Text provided Start Marker

For the first year of his imprisonment Paul wrote little, but he spoke and thought much; as the second year drew on he sent letters to many of those he so longed to see again which are as precious to us as they were to those old-time Christians.

Among these are the Epistles to the Galatians, the Ephesians, the Philippians, the Colossians, and a touching little appeal to Philemon concerning a runaway slave who had become one of Paul's converts at Rome.

We are almost certain that the Apostle was released for a time so that he was enabled to revisit many of his converts, as he so earnestly desired to do.



Then he was once more taken prisoner and brought again to Rome, where Nero's wickedness had become repulsive even to the Romans themselves, cruel and hardened though they were.

To Timothy, who was to him as a son, Paul the prisoner wrote a farewell letter, just when he was to be brought before Nero the second time.

'I have fought a good fight, I have finished my course, I have kept the faith.' (2 Timothy iv. 7.) So he wrote, and before he closed his letter he begged Timothy to make a special effort to come to him, and to bring with him 'the books, but especially the parchments.' (Verse 13.)

These 'books' would most likely be the first copies of two or three of the books of the New Testament, just the very beginnings. Perhaps the life of Jesus Christ, written by Mark, and a letter or two of Peter's; fragile, reed-paper rolls, which would tear and crack unless they were handled with the greatest care. These would be written just like the ordinary books of the time, for as yet no one dreamt that they would one day be bound up with the 'parchments,' and so form the Christians' Bible. For by the 'parchments' Paul almost certainly meant the Old Testament written in Greek.

He needed these very 'specially.' He had time to think and study now; and the old, old Books of the Law and the Prophets spoke from the first page to the last of his beloved Master, Jesus Christ.

Did he live to receive the parchments? We do not know. How did he die? The Bible does not tell us. But about the date St. Paul wrote the last of his words that have come down to us, a fierce time of trial swept like a storm over the little Christian colony in Rome.

In his mad wickedness, the Emperor Nero set fire to his own city so that he might watch the blaze. Half Rome was burnt, and then he grew alarmed, for the people were furiously angry at losing their homes. So he looked round for some one on whom to throw the blame.

In an evil hour he thought of the Christians. 'The Christians plotted to destroy my city—death to them! Drag them from their houses, burn them, throw them to wild beasts!'

The order went forth, the excited people were only too ready to obey, and so the Lord's faithful followers were put to death by hundreds. Nero prided himself on inventing the most horrible tortures for them.

On one dreadful night he even caused a number of living men and women to be wrapped in cloths soaked in pitch, tied to the top of long poles, and then set on fire. This horrible deed was carried out in Nero's own beautiful gardens, which were thus all lighted up with the glare of the flames.

But nothing could shake the faith and courage of these saints and warriors.

'As it is written, For Thy sake we are killed all the day long.' (Romans viii. 36.) But they feared none of these things; they were faithful unto death, and the Lord has given them a crown of life. (Revelation ii. 10.)

[1] Romans ix. 3.

Text provided End Marker
Extracted information Start Marker

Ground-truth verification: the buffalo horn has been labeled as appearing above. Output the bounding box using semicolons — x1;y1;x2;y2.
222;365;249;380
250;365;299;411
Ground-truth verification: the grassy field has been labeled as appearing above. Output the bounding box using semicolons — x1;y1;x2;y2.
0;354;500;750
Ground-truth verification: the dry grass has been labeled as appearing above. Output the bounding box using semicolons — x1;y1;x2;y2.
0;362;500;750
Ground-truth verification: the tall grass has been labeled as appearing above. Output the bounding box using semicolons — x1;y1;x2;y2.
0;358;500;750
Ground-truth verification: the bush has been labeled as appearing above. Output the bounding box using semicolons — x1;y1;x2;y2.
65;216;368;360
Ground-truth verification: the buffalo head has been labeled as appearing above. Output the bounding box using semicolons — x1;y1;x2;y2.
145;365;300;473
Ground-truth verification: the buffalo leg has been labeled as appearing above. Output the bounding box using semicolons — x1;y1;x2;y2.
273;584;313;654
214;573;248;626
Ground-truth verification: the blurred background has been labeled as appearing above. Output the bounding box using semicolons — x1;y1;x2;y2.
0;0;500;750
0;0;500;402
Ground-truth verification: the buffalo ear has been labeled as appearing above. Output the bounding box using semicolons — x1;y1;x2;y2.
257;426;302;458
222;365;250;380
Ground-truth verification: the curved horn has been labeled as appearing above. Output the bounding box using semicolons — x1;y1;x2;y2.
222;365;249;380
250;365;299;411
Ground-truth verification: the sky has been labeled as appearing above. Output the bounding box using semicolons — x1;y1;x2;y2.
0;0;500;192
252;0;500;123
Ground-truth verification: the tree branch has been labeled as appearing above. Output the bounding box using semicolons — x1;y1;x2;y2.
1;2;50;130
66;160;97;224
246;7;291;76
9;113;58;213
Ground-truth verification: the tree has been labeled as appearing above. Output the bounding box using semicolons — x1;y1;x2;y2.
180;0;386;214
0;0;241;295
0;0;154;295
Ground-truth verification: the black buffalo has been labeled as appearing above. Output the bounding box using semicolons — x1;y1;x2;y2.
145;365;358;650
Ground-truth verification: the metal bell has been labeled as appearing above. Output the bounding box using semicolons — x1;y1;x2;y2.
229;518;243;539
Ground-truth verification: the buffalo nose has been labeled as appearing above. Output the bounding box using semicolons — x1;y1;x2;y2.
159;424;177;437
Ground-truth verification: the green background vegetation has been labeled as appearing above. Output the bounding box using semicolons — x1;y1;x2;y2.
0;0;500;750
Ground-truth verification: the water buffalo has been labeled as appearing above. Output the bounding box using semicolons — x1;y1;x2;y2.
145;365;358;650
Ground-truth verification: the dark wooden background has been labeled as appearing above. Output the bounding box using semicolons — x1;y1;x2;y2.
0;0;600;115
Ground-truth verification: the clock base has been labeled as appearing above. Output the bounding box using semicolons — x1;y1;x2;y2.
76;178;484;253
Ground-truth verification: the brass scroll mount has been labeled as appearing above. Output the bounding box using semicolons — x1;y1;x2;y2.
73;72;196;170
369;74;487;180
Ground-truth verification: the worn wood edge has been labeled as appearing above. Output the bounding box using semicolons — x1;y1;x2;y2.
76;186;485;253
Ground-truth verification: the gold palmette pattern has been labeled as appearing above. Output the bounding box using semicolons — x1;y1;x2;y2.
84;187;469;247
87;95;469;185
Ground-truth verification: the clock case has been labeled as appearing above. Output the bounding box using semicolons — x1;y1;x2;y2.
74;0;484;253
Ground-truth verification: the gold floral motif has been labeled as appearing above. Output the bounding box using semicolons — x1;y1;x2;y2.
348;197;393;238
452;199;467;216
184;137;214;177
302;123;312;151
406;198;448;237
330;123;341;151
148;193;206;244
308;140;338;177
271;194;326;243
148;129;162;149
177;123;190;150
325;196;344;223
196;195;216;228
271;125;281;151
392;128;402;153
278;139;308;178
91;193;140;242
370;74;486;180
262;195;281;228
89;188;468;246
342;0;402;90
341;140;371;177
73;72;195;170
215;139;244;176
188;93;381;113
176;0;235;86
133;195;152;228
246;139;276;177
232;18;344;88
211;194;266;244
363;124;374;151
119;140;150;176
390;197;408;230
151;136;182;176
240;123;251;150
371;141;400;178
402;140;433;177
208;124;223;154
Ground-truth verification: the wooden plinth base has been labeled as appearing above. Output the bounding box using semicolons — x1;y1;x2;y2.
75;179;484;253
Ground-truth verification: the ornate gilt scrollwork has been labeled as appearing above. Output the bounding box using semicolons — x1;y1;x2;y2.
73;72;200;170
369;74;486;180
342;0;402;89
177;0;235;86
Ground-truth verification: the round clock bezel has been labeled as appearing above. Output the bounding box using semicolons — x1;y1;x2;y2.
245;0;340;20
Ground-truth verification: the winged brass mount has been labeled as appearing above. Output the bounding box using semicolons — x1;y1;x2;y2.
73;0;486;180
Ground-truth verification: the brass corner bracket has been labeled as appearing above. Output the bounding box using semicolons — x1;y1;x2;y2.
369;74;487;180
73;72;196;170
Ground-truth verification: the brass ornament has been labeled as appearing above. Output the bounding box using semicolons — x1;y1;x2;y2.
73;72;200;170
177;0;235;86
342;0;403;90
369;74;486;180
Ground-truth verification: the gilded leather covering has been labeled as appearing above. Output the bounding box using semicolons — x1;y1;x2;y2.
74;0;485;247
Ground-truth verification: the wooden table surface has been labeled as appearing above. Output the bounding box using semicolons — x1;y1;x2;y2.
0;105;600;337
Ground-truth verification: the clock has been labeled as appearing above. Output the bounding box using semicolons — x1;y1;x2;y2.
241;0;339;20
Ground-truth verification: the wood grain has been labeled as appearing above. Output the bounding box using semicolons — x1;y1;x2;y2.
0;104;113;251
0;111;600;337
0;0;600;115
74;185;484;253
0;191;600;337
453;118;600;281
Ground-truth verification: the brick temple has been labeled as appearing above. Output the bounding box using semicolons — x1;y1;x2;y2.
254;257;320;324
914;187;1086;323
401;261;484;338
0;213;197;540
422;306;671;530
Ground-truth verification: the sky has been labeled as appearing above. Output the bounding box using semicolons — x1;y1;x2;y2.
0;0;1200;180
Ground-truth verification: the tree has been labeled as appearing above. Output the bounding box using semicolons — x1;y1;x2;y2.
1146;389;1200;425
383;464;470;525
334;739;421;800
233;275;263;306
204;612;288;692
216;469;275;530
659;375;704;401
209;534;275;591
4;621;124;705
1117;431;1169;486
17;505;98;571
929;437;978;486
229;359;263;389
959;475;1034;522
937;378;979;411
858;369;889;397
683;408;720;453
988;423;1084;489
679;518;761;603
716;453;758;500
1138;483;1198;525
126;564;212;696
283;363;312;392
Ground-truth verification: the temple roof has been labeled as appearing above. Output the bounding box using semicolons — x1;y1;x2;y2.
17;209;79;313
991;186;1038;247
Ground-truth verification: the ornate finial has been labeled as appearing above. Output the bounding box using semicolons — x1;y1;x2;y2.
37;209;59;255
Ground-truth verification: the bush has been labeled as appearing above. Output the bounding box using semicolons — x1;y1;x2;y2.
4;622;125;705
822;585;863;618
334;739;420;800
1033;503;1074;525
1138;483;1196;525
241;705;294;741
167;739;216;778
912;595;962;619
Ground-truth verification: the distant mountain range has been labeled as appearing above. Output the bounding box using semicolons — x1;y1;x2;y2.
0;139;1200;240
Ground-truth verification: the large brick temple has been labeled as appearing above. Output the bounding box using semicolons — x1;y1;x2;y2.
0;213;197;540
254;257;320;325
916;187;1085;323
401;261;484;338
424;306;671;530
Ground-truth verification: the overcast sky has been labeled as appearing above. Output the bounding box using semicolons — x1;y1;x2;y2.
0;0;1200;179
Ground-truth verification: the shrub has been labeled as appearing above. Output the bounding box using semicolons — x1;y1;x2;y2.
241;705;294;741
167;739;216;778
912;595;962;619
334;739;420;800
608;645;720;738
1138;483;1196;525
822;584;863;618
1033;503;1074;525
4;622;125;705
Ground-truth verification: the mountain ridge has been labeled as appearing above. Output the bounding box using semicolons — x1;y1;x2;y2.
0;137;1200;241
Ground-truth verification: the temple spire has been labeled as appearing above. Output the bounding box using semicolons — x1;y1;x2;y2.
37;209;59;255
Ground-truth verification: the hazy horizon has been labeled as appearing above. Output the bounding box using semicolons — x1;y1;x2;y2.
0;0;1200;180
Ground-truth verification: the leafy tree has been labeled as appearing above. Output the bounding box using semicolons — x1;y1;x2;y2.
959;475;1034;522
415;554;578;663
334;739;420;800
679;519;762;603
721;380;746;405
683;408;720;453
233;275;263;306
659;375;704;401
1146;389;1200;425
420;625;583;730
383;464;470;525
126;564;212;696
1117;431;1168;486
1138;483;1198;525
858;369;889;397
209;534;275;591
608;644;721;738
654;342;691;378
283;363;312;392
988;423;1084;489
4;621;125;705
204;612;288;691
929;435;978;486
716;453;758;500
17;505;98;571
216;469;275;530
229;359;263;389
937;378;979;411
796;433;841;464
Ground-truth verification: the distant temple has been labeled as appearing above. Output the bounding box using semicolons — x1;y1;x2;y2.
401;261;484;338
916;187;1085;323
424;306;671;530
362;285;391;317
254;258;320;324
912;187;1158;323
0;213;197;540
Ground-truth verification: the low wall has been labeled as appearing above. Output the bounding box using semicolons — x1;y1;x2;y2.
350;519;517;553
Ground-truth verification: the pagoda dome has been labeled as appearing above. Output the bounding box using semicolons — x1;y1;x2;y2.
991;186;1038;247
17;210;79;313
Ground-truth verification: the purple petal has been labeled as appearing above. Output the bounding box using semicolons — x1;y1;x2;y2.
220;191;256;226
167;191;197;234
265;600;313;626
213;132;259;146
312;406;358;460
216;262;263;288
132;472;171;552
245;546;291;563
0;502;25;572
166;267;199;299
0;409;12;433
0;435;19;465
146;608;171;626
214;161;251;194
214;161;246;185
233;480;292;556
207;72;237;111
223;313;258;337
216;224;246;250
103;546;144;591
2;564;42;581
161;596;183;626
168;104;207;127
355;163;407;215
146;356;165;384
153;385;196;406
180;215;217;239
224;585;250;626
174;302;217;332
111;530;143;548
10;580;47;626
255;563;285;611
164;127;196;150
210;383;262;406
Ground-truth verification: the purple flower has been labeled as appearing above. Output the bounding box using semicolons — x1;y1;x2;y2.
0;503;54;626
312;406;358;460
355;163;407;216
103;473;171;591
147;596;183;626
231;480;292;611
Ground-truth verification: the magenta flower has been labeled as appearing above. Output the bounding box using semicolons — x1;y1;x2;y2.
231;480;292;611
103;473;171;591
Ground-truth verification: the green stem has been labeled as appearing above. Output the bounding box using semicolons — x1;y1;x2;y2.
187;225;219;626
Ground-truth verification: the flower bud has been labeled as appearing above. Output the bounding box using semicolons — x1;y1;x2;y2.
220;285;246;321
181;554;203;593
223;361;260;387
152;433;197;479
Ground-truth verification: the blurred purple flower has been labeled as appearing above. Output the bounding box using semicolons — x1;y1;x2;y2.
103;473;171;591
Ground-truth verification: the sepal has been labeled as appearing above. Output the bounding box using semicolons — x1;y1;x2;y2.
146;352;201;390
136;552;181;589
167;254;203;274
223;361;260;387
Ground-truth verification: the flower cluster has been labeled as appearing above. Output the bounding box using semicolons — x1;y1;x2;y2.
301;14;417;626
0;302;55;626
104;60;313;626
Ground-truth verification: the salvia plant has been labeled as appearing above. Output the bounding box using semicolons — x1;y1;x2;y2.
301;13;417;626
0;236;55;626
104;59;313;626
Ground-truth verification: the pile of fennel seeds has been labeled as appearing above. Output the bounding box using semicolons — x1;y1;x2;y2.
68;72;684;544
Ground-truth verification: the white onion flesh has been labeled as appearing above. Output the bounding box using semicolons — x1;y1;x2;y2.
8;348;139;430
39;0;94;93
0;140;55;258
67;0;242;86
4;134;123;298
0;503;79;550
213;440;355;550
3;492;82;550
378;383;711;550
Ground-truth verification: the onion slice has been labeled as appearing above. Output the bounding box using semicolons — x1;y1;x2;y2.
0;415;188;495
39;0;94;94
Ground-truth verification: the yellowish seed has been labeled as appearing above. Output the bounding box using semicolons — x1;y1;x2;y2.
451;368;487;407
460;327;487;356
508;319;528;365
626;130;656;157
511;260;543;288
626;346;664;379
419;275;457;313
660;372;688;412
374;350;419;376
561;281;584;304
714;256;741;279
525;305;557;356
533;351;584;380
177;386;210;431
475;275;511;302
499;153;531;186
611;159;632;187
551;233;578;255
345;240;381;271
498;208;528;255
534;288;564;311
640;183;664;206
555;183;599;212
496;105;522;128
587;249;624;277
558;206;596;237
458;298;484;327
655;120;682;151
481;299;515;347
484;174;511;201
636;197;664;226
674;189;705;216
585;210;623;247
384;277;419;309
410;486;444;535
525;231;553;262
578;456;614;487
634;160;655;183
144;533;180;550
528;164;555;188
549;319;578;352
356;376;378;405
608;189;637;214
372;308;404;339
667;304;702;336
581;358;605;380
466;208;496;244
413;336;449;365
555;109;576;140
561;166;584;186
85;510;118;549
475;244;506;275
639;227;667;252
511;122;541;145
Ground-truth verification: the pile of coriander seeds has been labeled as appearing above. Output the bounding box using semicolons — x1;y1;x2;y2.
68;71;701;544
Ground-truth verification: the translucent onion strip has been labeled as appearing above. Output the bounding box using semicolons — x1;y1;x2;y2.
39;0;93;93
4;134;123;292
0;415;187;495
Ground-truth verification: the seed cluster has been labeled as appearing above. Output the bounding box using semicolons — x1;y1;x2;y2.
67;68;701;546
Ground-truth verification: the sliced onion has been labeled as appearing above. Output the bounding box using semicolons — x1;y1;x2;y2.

Extracted information End Marker

• **Exercise brief**:
From the text above about Paul's last imprisonment, print the section that begins at the words "To Timothy, who" and ends after the words "parchments.' (Verse 13.)", keeping every word and mark unchanged.

• **Result for this exercise**:
To Timothy, who was to him as a son, Paul the prisoner wrote a farewell letter, just when he was to be brought before Nero the second time.

'I have fought a good fight, I have finished my course, I have kept the faith.' (2 Timothy iv. 7.) So he wrote, and before he closed his letter he begged Timothy to make a special effort to come to him, and to bring with him 'the books, but especially the parchments.' (Verse 13.)